* **INPUT DATA**:
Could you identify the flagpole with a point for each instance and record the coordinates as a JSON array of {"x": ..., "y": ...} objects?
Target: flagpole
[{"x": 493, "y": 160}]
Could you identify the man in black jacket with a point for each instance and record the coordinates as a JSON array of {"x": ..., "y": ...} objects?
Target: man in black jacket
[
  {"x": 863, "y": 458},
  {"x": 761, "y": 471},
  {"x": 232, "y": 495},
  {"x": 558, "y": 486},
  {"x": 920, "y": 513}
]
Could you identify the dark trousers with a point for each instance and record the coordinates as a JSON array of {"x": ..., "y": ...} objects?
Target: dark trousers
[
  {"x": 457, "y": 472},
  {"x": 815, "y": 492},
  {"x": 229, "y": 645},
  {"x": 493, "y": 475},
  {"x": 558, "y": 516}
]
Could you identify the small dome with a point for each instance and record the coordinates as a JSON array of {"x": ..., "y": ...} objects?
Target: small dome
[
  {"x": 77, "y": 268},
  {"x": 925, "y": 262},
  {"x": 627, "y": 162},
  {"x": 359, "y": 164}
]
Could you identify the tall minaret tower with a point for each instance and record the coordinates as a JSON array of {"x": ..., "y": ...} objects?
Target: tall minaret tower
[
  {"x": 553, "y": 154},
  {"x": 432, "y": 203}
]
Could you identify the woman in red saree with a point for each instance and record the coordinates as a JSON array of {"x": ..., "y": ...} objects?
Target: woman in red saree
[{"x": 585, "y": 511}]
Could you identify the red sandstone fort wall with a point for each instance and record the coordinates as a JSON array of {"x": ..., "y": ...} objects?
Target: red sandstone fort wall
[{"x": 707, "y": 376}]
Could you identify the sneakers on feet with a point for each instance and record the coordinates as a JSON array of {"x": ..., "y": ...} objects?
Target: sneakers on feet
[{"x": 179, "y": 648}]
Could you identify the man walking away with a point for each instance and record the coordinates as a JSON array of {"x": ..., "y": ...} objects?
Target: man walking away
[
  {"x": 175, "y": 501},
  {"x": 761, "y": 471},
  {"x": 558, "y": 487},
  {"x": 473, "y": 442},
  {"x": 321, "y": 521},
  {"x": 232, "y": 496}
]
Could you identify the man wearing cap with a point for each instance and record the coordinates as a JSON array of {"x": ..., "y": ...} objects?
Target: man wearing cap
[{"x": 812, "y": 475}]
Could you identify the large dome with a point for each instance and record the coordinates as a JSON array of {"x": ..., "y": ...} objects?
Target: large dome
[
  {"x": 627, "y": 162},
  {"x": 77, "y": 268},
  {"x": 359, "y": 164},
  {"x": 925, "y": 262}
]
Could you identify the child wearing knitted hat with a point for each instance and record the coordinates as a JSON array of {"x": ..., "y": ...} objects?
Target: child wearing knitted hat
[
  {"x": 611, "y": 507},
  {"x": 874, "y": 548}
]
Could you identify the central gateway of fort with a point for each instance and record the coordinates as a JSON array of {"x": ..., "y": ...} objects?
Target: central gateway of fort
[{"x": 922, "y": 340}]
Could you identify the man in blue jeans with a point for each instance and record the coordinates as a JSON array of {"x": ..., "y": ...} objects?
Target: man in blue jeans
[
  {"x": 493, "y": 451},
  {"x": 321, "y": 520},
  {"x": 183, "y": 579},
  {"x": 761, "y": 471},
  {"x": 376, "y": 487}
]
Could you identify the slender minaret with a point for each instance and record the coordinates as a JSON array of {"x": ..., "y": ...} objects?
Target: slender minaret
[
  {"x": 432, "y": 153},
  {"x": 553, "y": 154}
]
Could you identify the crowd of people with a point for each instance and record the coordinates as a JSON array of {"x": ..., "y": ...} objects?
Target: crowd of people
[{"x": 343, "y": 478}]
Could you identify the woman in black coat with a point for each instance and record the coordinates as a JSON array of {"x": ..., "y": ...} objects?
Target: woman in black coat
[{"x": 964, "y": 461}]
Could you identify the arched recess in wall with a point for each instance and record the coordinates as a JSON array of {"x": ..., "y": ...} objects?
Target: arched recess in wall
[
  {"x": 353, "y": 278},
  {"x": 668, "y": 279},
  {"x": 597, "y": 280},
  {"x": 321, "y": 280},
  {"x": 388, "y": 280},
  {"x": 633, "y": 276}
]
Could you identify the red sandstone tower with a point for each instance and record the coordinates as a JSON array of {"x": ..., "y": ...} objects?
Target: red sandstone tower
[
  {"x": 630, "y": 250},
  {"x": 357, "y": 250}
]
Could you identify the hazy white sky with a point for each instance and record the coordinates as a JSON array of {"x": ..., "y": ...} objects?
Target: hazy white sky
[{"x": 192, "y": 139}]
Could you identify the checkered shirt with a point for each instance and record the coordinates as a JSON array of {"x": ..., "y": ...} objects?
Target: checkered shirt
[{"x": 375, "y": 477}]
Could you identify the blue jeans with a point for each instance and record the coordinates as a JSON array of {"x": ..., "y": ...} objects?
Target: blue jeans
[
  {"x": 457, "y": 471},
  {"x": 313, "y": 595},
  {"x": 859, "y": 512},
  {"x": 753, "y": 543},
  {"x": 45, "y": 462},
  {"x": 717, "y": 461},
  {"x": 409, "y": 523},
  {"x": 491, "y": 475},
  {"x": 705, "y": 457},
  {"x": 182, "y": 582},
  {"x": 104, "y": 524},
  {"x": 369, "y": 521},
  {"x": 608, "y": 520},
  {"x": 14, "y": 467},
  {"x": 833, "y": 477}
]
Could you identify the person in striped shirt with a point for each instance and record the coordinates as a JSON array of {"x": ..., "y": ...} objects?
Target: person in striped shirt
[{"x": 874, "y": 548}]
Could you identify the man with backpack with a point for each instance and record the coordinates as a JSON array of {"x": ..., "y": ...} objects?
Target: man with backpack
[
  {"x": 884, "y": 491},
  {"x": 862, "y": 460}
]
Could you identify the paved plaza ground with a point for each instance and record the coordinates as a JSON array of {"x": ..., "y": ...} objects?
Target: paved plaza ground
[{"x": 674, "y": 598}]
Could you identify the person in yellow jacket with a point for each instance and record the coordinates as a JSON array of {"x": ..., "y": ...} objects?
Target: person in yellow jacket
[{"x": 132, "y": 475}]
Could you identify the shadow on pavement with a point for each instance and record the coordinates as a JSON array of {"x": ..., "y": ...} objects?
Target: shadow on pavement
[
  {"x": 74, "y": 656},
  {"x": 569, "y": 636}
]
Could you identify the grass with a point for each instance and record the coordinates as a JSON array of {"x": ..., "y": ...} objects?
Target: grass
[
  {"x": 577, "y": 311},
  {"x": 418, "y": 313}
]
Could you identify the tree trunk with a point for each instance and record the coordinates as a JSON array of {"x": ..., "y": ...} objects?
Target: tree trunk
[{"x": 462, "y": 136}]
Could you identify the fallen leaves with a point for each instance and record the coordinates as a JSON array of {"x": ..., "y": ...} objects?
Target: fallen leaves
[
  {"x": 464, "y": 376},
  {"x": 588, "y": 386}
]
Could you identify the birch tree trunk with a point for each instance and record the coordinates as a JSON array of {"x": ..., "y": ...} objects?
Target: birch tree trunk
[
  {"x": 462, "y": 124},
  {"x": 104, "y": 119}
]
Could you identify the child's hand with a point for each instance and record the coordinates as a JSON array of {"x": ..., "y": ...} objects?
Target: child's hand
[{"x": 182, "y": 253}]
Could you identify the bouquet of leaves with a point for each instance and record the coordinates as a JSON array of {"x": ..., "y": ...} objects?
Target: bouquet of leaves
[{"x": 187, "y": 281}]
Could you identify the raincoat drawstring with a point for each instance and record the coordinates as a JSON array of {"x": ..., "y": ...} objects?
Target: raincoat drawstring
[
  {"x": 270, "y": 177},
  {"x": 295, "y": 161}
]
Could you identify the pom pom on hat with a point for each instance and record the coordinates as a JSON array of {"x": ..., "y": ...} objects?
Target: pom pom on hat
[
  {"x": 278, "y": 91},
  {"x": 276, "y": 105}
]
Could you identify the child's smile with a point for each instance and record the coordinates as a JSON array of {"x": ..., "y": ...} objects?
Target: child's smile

* **AIM OF THE TASK**: Using the material above, extract the line that contains "Could you identify the person in yellow" and every line after it, exactly as given; stop at the last line.

* **THE RESPONSE**:
Could you identify the person in yellow jacket with a point for each instance and record the coordinates as a JSON array of {"x": ..., "y": ...} objects?
Target: person in yellow jacket
[{"x": 132, "y": 475}]
Could you identify the shadow on pavement with a point for each instance and record the coordinates as a JSON array of {"x": ..., "y": ...} objects?
Target: shadow on pavement
[
  {"x": 74, "y": 656},
  {"x": 569, "y": 636}
]
Could you identify the grass with a point for each instance and record the coordinates as a JSON array of {"x": ..., "y": ...} objects?
Target: grass
[
  {"x": 577, "y": 311},
  {"x": 418, "y": 313}
]
Could you identify the tree trunk with a point for each instance and record the coordinates as a JSON array of {"x": ..., "y": ...} objects?
Target: tree trunk
[{"x": 462, "y": 136}]
Could you identify the fallen leaves with a point for each instance and record the coordinates as a JSON array of {"x": ..., "y": ...} objects?
Target: fallen leaves
[
  {"x": 464, "y": 376},
  {"x": 588, "y": 386}
]
Could you identify the birch tree trunk with a point for each instance and record the coordinates as a JSON array of {"x": ..., "y": ...} objects?
Target: birch tree trunk
[
  {"x": 462, "y": 124},
  {"x": 104, "y": 119}
]
Could you identify the child's hand with a point for each instance and record the coordinates as a JSON array of {"x": ..., "y": ...} objects?
Target: child's hand
[{"x": 182, "y": 253}]
Could you identify the bouquet of leaves with a point for each instance and record the coordinates as a JSON array of {"x": ..., "y": ...} objects?
Target: bouquet of leaves
[{"x": 187, "y": 281}]
Could you identify the raincoat drawstring with a point for each instance and record the coordinates as a JSON array of {"x": ..., "y": ...} objects?
Target: raincoat drawstring
[
  {"x": 270, "y": 177},
  {"x": 295, "y": 161}
]
Could you identify the pom pom on hat with a point for each instance and record the coordinates as a JSON array of {"x": ..., "y": ...} objects?
Target: pom pom on hat
[
  {"x": 278, "y": 91},
  {"x": 276, "y": 105}
]
Could you identify the child's smile with a point for each instance and record the coordinates as a JSON array of {"x": ..., "y": ...} objects?
Target: child's smile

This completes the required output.